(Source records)
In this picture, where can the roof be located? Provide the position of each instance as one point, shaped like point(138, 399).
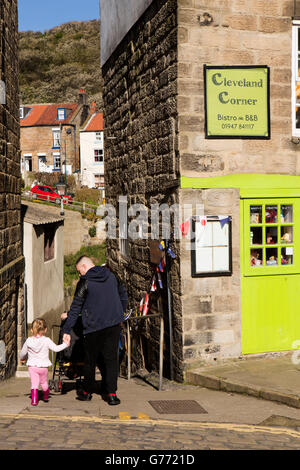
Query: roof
point(46, 114)
point(38, 215)
point(94, 124)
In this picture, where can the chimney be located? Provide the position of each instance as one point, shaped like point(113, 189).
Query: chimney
point(93, 107)
point(82, 97)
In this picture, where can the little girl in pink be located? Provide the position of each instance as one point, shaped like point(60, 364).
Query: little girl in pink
point(37, 348)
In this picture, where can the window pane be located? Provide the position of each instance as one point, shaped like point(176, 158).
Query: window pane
point(256, 236)
point(255, 214)
point(271, 235)
point(271, 214)
point(287, 234)
point(220, 259)
point(256, 257)
point(286, 214)
point(287, 255)
point(271, 256)
point(204, 260)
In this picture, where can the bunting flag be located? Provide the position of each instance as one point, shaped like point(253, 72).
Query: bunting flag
point(185, 228)
point(153, 285)
point(146, 305)
point(171, 253)
point(162, 265)
point(141, 306)
point(128, 314)
point(161, 246)
point(159, 278)
point(223, 220)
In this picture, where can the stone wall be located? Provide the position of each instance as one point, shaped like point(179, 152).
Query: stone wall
point(211, 305)
point(227, 32)
point(11, 259)
point(141, 162)
point(239, 32)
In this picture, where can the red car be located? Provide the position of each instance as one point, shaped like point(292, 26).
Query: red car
point(41, 191)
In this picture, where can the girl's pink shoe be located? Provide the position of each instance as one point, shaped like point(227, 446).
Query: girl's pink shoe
point(46, 395)
point(34, 396)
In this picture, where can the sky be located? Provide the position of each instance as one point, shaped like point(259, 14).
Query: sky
point(39, 15)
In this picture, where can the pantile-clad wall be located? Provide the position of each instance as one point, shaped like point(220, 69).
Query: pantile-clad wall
point(11, 258)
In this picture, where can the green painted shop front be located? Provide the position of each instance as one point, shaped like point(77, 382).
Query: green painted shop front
point(269, 256)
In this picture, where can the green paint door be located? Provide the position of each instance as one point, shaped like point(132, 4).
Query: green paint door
point(270, 271)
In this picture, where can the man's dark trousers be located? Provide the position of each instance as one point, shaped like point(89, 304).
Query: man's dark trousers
point(102, 347)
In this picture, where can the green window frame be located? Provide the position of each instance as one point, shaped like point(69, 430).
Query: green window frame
point(270, 236)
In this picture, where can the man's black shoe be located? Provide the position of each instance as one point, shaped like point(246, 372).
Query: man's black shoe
point(83, 396)
point(111, 399)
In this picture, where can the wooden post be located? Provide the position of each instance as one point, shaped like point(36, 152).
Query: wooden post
point(161, 351)
point(128, 351)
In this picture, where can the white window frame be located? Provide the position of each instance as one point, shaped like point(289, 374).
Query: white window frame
point(295, 75)
point(61, 114)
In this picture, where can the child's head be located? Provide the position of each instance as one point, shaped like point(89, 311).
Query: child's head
point(38, 327)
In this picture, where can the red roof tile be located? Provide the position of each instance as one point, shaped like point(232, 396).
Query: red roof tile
point(46, 114)
point(95, 123)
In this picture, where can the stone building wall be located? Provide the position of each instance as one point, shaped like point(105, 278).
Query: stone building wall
point(241, 33)
point(238, 32)
point(11, 258)
point(141, 162)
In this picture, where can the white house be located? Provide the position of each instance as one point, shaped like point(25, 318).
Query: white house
point(92, 152)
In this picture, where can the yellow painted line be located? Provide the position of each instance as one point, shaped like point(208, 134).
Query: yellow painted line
point(246, 428)
point(124, 415)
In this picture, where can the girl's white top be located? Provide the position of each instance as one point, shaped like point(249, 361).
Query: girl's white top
point(37, 348)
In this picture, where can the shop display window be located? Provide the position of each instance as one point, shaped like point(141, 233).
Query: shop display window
point(255, 214)
point(268, 234)
point(286, 214)
point(271, 214)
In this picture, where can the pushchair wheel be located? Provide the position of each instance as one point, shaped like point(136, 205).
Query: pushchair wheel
point(55, 385)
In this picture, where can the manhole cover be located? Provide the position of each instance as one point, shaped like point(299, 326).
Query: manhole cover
point(177, 407)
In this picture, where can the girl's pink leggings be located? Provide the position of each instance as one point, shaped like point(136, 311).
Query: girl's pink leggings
point(38, 375)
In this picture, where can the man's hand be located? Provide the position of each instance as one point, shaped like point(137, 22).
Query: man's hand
point(67, 339)
point(64, 315)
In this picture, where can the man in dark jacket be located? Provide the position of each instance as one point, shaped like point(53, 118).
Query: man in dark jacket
point(101, 300)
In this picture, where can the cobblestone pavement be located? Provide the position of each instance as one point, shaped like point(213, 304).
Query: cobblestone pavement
point(33, 432)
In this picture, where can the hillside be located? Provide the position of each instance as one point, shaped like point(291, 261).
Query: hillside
point(54, 65)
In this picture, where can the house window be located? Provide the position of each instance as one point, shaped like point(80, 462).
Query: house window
point(61, 114)
point(56, 138)
point(56, 161)
point(296, 80)
point(49, 238)
point(28, 166)
point(99, 136)
point(98, 155)
point(99, 181)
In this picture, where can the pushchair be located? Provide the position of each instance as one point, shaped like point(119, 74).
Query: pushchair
point(69, 363)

▶ Required action: Which lines run from the one containing "Query: man's hand" to the final line of the entries? Return those lines exactly, and only those.

▶ Answer box:
Query: man's hand
point(67, 339)
point(64, 315)
In this picture, where can the man in dark jacket be located? Provide the position of each instance as one point, shaped like point(53, 118).
Query: man in dark jacket
point(101, 300)
In this picture, where can the cobblestone pavement be located? Provide the position of each instance as one point, shaped like point(213, 304).
Query: cobblestone pavement
point(33, 432)
In this picture, where can the hillside be located? Provide the position of each instance as one point, shaped like point(291, 261).
Query: hillside
point(54, 65)
In this picture, where can the house window be located? Provide the position of each instance as one point, shaped like point(80, 462).
Query: house window
point(61, 114)
point(56, 138)
point(56, 161)
point(296, 80)
point(49, 238)
point(28, 166)
point(99, 136)
point(98, 155)
point(99, 181)
In this picture, where can the pushchair be located? Provide the position of each instance as one point, shaped like point(119, 74).
Query: pushchair
point(69, 363)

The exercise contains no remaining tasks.